◆ **Provided data**:
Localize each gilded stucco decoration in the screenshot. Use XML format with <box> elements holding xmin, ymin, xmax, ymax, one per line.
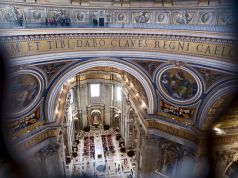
<box><xmin>0</xmin><ymin>3</ymin><xmax>234</xmax><ymax>31</ymax></box>
<box><xmin>155</xmin><ymin>12</ymin><xmax>170</xmax><ymax>24</ymax></box>
<box><xmin>132</xmin><ymin>11</ymin><xmax>152</xmax><ymax>23</ymax></box>
<box><xmin>174</xmin><ymin>11</ymin><xmax>194</xmax><ymax>25</ymax></box>
<box><xmin>157</xmin><ymin>66</ymin><xmax>202</xmax><ymax>104</ymax></box>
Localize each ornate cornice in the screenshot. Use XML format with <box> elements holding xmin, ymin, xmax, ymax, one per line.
<box><xmin>14</xmin><ymin>128</ymin><xmax>59</xmax><ymax>152</ymax></box>
<box><xmin>1</xmin><ymin>29</ymin><xmax>238</xmax><ymax>63</ymax></box>
<box><xmin>146</xmin><ymin>120</ymin><xmax>199</xmax><ymax>144</ymax></box>
<box><xmin>0</xmin><ymin>2</ymin><xmax>234</xmax><ymax>31</ymax></box>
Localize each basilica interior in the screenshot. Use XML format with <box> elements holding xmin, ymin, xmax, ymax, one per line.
<box><xmin>0</xmin><ymin>0</ymin><xmax>238</xmax><ymax>178</ymax></box>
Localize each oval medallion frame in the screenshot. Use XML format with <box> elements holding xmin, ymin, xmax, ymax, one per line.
<box><xmin>9</xmin><ymin>69</ymin><xmax>45</xmax><ymax>118</ymax></box>
<box><xmin>156</xmin><ymin>65</ymin><xmax>203</xmax><ymax>105</ymax></box>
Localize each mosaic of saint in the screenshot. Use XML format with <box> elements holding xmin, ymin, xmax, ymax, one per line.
<box><xmin>160</xmin><ymin>68</ymin><xmax>198</xmax><ymax>100</ymax></box>
<box><xmin>8</xmin><ymin>74</ymin><xmax>39</xmax><ymax>112</ymax></box>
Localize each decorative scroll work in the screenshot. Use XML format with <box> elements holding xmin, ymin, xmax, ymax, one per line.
<box><xmin>1</xmin><ymin>33</ymin><xmax>238</xmax><ymax>60</ymax></box>
<box><xmin>0</xmin><ymin>2</ymin><xmax>235</xmax><ymax>27</ymax></box>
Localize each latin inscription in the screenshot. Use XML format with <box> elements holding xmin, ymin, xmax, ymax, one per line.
<box><xmin>4</xmin><ymin>38</ymin><xmax>238</xmax><ymax>59</ymax></box>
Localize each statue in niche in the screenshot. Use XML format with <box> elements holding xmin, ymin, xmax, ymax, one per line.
<box><xmin>176</xmin><ymin>11</ymin><xmax>193</xmax><ymax>24</ymax></box>
<box><xmin>135</xmin><ymin>12</ymin><xmax>150</xmax><ymax>23</ymax></box>
<box><xmin>91</xmin><ymin>111</ymin><xmax>101</xmax><ymax>128</ymax></box>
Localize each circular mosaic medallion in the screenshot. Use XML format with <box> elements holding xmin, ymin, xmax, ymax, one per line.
<box><xmin>96</xmin><ymin>165</ymin><xmax>106</xmax><ymax>172</ymax></box>
<box><xmin>158</xmin><ymin>67</ymin><xmax>201</xmax><ymax>103</ymax></box>
<box><xmin>8</xmin><ymin>73</ymin><xmax>41</xmax><ymax>114</ymax></box>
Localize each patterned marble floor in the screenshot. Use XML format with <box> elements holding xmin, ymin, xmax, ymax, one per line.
<box><xmin>66</xmin><ymin>129</ymin><xmax>135</xmax><ymax>178</ymax></box>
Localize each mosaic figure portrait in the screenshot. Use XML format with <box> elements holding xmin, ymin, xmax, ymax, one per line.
<box><xmin>160</xmin><ymin>68</ymin><xmax>197</xmax><ymax>100</ymax></box>
<box><xmin>8</xmin><ymin>74</ymin><xmax>39</xmax><ymax>112</ymax></box>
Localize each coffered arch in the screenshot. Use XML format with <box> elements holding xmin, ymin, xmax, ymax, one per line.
<box><xmin>46</xmin><ymin>58</ymin><xmax>157</xmax><ymax>122</ymax></box>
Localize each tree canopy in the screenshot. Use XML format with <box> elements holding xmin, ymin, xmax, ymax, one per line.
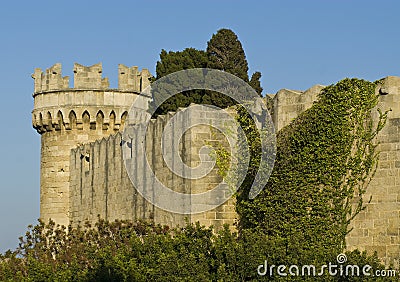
<box><xmin>154</xmin><ymin>29</ymin><xmax>262</xmax><ymax>115</ymax></box>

◆ **Short problem**:
Please copy the records starting with the line that contains "Localize each tree" and going on through the end of the records, offsetting every bounding box coordinate by -128 and keeping all other lines as they are. Omit the pictures from your copy.

◆ **Answer to the problem**:
Localize each tree canopy in the screenshot. Use XML format with <box> elements holding xmin, ymin, xmax, ymax, one per line.
<box><xmin>26</xmin><ymin>-99</ymin><xmax>134</xmax><ymax>-13</ymax></box>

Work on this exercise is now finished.